**Information provided**
** Start **

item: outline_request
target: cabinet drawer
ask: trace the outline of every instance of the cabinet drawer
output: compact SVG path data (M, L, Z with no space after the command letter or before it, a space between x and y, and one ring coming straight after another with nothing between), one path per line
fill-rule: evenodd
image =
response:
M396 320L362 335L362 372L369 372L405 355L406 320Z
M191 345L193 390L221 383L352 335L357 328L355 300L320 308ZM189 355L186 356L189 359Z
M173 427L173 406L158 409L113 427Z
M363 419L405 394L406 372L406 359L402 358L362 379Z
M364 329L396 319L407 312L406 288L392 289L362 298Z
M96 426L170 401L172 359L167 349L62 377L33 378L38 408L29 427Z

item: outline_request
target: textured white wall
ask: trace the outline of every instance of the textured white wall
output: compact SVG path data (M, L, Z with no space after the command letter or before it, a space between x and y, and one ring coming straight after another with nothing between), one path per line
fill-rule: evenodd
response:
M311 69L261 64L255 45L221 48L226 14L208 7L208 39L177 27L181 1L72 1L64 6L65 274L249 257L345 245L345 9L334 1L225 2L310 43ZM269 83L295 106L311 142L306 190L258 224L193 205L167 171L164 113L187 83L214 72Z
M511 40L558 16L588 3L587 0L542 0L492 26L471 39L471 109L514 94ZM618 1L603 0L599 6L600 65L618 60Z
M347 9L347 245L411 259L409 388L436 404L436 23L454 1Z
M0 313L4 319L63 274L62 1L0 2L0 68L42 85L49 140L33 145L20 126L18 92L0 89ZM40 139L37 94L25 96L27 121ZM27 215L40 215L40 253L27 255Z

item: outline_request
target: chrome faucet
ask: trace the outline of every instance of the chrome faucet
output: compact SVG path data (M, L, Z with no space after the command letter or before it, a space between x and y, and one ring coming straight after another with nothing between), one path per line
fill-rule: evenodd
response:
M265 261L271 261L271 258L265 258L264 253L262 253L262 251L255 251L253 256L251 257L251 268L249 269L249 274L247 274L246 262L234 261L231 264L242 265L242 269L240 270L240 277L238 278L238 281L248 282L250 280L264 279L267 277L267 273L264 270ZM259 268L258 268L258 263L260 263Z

** End **

**Problem requirements**
Switch "trace the outline" to "draw the boundary" everywhere it occurs in the lines above, and write the lines out again with nothing else altered.

**Completed task**
item: outline_request
target: cabinet drawer
ask: draw the boundary of every instance of the cabinet drawer
output: compact SVG path data (M, L, Z with no space after the command letter or before it, a space between x and y, and one ring coming straight after another with nothing between), one path per line
fill-rule: evenodd
image =
response:
M396 320L362 335L362 372L369 372L405 355L406 320Z
M191 345L193 390L221 383L352 335L357 328L355 300L320 308ZM189 355L186 356L189 359Z
M173 427L173 406L158 409L113 427Z
M363 419L405 394L406 372L406 359L402 358L362 379Z
M364 329L396 319L407 312L406 288L392 289L362 298Z
M96 426L170 401L172 359L167 349L62 377L33 378L38 408L29 427Z

item: outline_request
target: textured white wall
ask: draw the boundary of every instance of the textured white wall
output: compact SVG path data (M, L, Z with no space after the command letter or before it, a space between x and y, and one ring coming straight after another with nothing between), one path per line
fill-rule: evenodd
response:
M311 69L261 64L255 45L221 48L226 14L208 7L208 39L177 27L181 1L72 1L64 6L65 274L249 257L345 245L345 9L334 1L225 2L310 43ZM269 83L295 106L311 142L306 190L258 224L193 205L167 171L164 113L187 83L214 72Z
M511 40L558 16L588 3L587 0L542 0L492 26L471 39L471 109L514 94ZM618 1L603 0L599 6L600 65L618 60Z
M347 9L347 245L411 259L409 388L436 404L436 23L454 1Z
M0 313L4 319L63 274L62 1L0 2L0 68L42 85L49 140L33 145L20 126L18 92L0 89ZM40 139L37 94L25 96L27 121ZM27 215L40 215L40 253L27 255Z

item: outline_request
target: chrome faucet
ask: draw the boundary of every instance of the chrome faucet
output: compact SVG path data (M, L, Z with no space after the command letter or before it, a space between x and y, and one ring coming straight after another with nothing between), one path per line
fill-rule: evenodd
response:
M265 261L271 261L271 258L265 258L264 253L262 253L262 251L255 251L253 256L251 257L251 268L249 269L249 274L247 274L246 262L234 261L231 264L242 265L242 269L240 270L240 277L238 278L238 281L248 282L250 280L264 279L267 277L267 273L264 270ZM259 268L258 268L258 263L260 263Z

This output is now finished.